- _Task goal_
Reproduce the material below word for word, but omit the pictures.

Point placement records
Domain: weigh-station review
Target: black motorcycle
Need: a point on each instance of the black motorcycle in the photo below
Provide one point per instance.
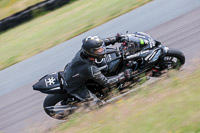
(154, 58)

- _Answer in full_
Domain: weigh-station review
Target: black motorcycle
Need: a point on each instance of the black motorcycle in the photo below
Provide one point per instance.
(154, 58)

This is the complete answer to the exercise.